● **What you are asked to do**
In the entries that follow, find each line with the word "gray" and copy it.
Records to use START
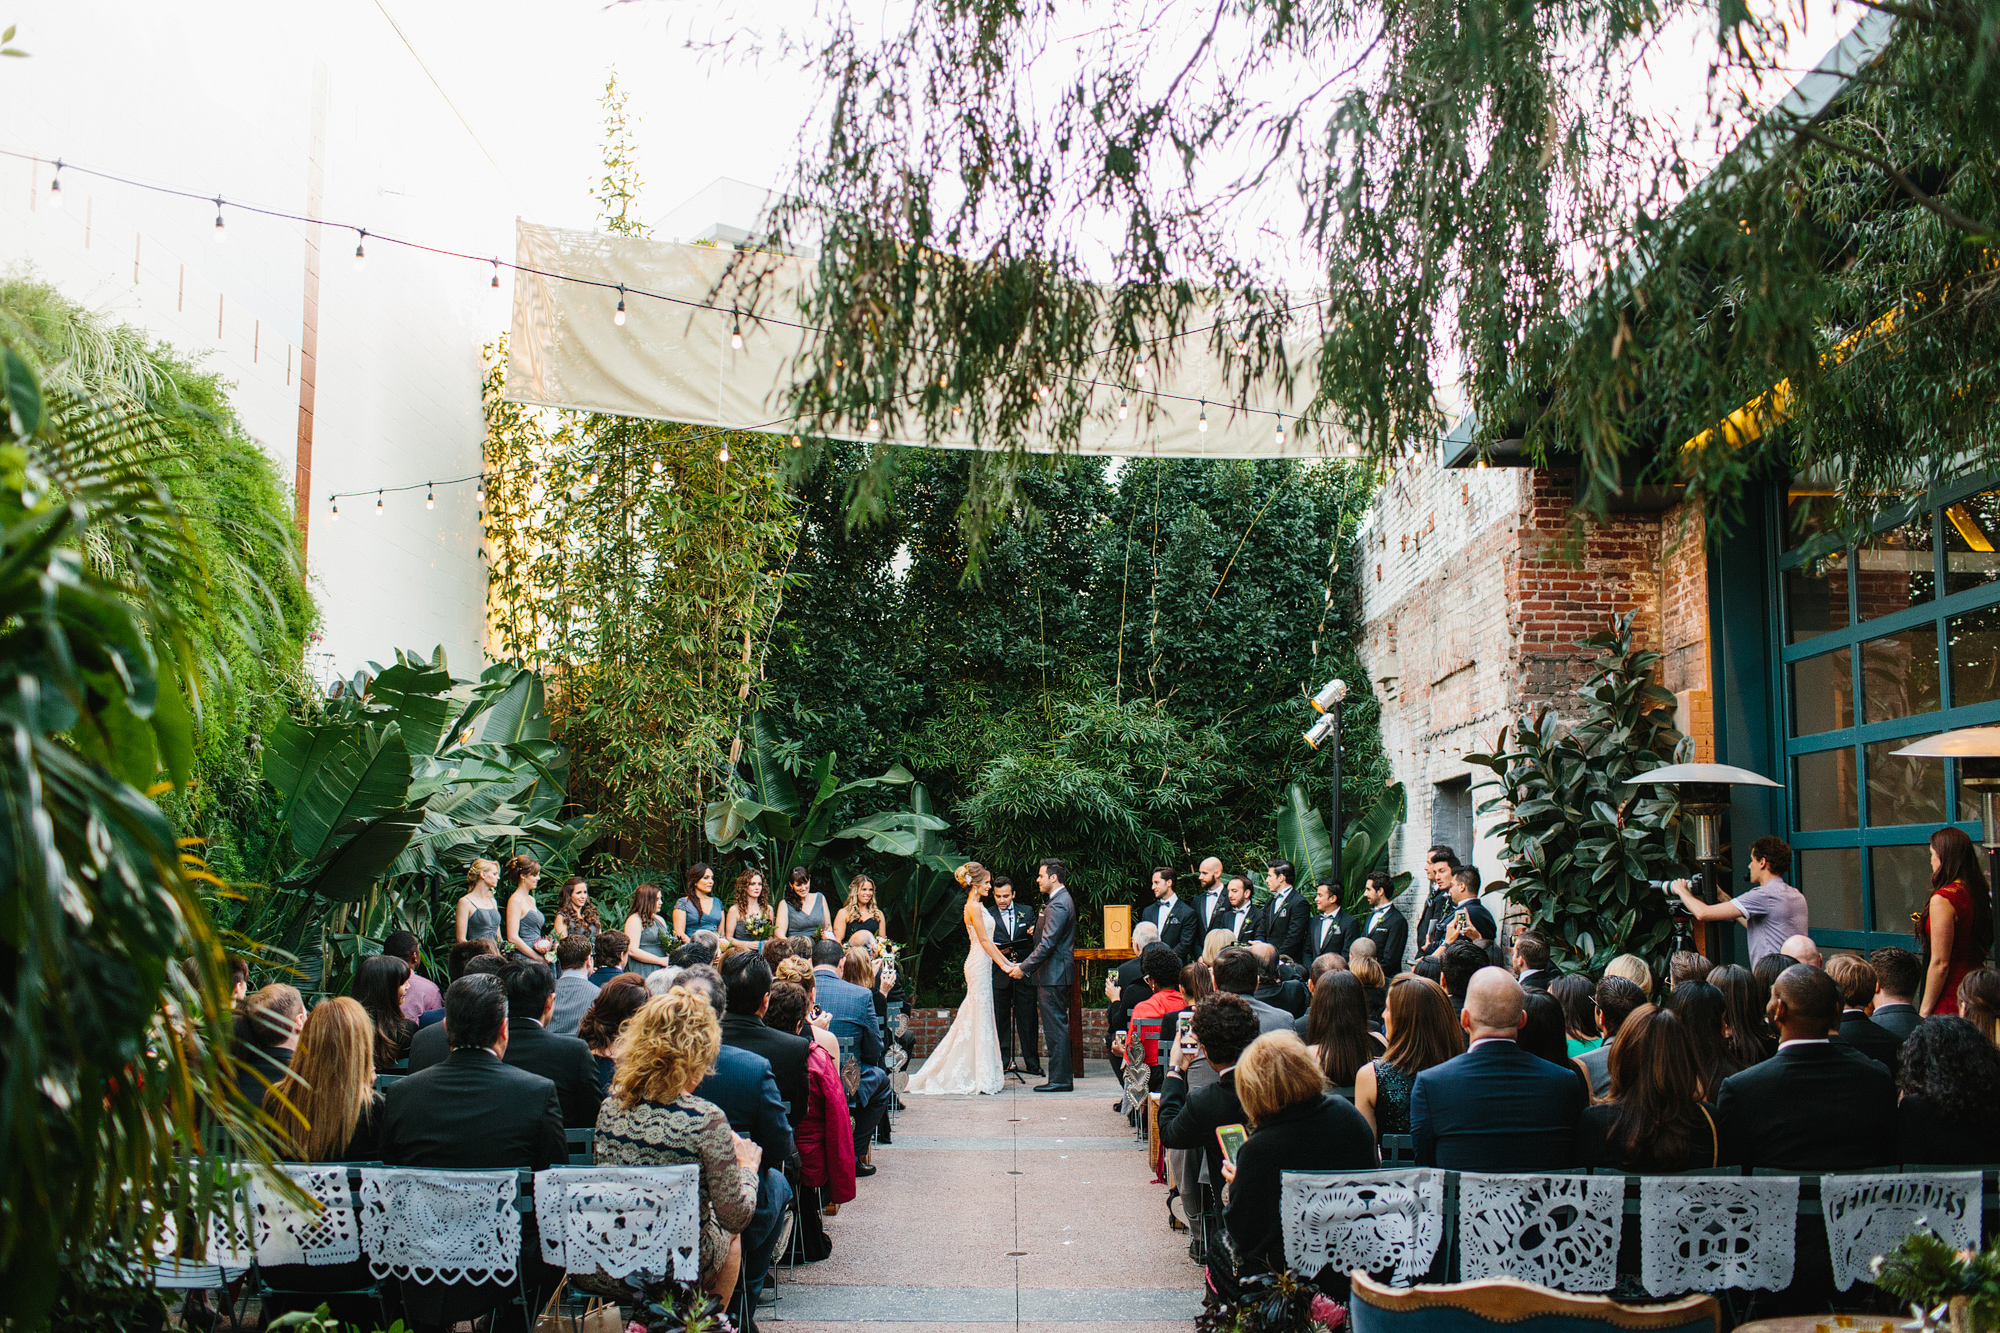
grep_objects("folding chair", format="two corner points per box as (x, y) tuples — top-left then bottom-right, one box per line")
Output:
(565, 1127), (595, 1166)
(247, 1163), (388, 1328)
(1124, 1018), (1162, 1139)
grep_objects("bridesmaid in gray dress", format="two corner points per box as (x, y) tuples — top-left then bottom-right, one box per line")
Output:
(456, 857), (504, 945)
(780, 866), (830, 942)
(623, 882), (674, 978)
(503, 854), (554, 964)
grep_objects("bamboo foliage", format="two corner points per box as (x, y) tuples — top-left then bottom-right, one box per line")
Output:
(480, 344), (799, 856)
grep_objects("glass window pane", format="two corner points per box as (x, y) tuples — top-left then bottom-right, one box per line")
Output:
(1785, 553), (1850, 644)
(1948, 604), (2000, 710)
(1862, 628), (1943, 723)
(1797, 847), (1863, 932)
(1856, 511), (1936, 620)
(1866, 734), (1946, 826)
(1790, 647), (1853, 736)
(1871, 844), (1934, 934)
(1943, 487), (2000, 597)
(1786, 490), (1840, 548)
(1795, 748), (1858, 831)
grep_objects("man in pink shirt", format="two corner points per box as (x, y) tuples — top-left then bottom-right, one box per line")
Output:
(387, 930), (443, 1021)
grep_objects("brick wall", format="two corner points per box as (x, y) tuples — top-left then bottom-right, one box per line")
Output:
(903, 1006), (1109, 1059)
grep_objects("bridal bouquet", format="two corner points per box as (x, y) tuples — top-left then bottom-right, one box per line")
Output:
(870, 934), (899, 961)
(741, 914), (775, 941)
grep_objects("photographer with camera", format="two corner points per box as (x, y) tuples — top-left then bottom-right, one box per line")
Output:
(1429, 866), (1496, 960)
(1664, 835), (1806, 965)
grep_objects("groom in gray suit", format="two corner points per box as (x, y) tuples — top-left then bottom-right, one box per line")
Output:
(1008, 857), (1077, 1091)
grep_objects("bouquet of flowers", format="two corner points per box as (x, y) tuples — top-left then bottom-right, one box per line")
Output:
Records to use END
● **Expected output**
grep_objects("bridesmaid in gray dress", format="two corner points per box as (x, y) tuples — top-left then bottom-right, one box per line")
grep_objects("groom in gray suit", format="two corner points per box as (x, y) tuples — top-left then bottom-right, one box per line")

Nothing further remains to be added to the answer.